Answer these questions from the dance blog text:
(a) Who designed the architectural set for Peter Martins' ballet Mirage?
(b) What role does the writer's first ballroom teacher hold at The Faster Times?
(c) At which theater did Avi Scher's first full season take place?

(GIVEN PASSAGE):
::::
MORE PHOTOS OF CALATRAVA’S AWESOME MIRAGE SET

 

Above are a couple more photos of Peter Martins’ new Mirage ballet, which I wrote about here, that better showcase Santiago Calatrava’s stunning architectural set. I’d described how it closed at one point, and you can see that in the bottom photo, and I’d forgotten to mention that in the end it radiated a rainbow of color (top photo). Photos are by Paul Kolnik and are taken from Marina Harss’s excellent write-up in The Faster Times.

Funny, I recently discovered The Faster Times (I know Marina but I know her as a New Yorker writer) and was really amused to see that my very first ballroom teacher (the one who’s ultimately responsible for the title of this blog) is their ballroom critic!

AVI SCHER & DANCERS' FIRST FULL SEASON A SMASHING SUCCESS

Here are some photos of Avi Scher’s first full season at Alvin Ailey theater, sent to me by the amazing ABT dancer-turned-photographer Matt Murphy. Visit Matt’s blog, and his photographer website.

Savannah Lowery (from NYCB) who, for the first time, completely blew me away, flying over Ralph Ippolito (also from NYCB) and Eric Tamm (from ABT), in Touch.
::::
(INFORMATION GIVEN):
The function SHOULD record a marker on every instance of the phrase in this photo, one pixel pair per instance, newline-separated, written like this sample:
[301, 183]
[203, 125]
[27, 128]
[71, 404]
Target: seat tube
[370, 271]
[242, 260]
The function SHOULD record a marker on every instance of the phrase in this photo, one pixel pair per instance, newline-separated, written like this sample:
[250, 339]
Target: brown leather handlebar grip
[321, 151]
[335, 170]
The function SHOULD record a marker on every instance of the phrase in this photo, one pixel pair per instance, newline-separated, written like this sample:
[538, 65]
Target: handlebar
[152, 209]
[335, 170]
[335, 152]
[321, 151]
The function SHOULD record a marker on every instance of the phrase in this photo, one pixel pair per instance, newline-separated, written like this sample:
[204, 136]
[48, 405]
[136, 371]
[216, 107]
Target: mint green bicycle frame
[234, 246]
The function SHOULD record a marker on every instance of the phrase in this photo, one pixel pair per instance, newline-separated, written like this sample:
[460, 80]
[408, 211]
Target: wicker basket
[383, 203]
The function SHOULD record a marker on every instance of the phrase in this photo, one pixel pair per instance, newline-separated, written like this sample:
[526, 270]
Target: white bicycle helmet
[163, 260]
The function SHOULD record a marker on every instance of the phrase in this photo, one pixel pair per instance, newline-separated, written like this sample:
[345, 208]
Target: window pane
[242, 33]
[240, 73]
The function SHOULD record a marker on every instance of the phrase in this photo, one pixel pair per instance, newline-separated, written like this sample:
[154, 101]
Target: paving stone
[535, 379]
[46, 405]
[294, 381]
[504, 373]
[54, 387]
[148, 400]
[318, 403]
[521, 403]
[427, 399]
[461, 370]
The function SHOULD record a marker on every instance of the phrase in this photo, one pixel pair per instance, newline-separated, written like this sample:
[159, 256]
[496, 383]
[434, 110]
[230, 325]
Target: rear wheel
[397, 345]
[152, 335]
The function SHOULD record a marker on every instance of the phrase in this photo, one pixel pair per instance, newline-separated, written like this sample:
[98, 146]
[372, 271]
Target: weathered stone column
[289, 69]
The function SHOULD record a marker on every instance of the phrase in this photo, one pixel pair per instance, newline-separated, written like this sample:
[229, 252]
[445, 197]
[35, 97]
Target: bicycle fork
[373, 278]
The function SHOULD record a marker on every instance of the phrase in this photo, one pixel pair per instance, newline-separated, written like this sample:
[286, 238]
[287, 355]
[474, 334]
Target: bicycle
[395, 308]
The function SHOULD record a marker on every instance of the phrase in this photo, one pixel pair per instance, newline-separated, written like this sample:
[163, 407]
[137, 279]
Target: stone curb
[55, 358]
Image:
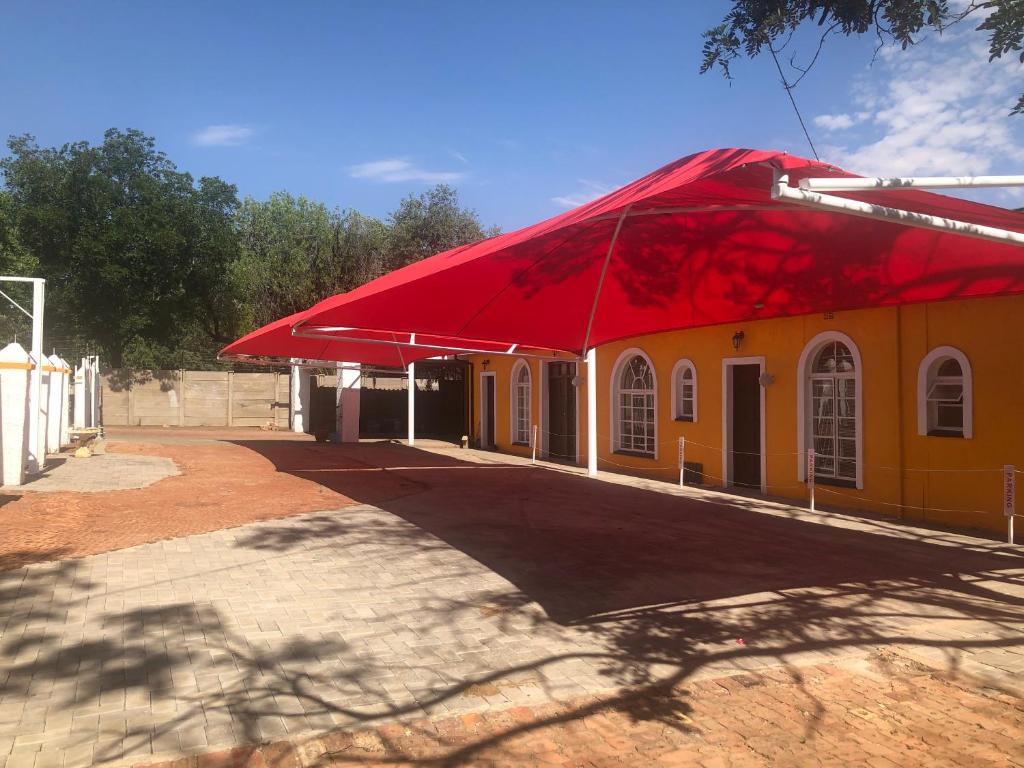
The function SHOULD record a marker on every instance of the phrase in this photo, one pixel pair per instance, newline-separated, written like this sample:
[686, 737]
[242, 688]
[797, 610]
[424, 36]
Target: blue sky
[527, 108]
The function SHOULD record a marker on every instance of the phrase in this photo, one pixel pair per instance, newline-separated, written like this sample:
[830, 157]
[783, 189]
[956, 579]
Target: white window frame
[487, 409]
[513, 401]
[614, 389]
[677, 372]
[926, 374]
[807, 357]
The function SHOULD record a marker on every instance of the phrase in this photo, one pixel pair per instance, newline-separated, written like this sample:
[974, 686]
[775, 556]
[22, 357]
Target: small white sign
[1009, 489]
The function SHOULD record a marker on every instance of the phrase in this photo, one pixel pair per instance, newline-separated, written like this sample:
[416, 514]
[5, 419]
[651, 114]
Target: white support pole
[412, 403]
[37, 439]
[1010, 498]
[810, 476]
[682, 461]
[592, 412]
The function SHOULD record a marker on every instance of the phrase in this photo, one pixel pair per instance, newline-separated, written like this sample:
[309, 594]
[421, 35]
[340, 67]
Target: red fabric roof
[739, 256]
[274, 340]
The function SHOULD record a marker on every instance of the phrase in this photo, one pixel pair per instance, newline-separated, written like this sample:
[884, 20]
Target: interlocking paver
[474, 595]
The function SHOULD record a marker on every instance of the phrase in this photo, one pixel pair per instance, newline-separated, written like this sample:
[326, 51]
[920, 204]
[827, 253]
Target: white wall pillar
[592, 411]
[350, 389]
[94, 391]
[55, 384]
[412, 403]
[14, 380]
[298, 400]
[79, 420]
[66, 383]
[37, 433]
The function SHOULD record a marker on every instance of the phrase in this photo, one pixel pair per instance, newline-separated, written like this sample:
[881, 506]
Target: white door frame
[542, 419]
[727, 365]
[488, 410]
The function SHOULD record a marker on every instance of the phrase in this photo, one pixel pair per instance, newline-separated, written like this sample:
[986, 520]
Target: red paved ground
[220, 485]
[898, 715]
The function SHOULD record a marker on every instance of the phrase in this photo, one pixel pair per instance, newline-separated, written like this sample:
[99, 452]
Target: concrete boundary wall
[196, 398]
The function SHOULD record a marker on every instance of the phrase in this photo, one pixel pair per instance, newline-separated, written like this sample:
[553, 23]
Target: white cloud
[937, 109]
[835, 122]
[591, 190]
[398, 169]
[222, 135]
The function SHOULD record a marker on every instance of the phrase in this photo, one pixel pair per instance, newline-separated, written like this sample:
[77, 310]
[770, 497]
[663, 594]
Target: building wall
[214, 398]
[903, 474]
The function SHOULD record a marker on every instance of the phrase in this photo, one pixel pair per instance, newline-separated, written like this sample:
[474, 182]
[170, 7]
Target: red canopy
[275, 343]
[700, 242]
::::
(FULL ANSWER):
(a) Santiago Calatrava
(b) Ballroom critic
(c) Alvin Ailey theater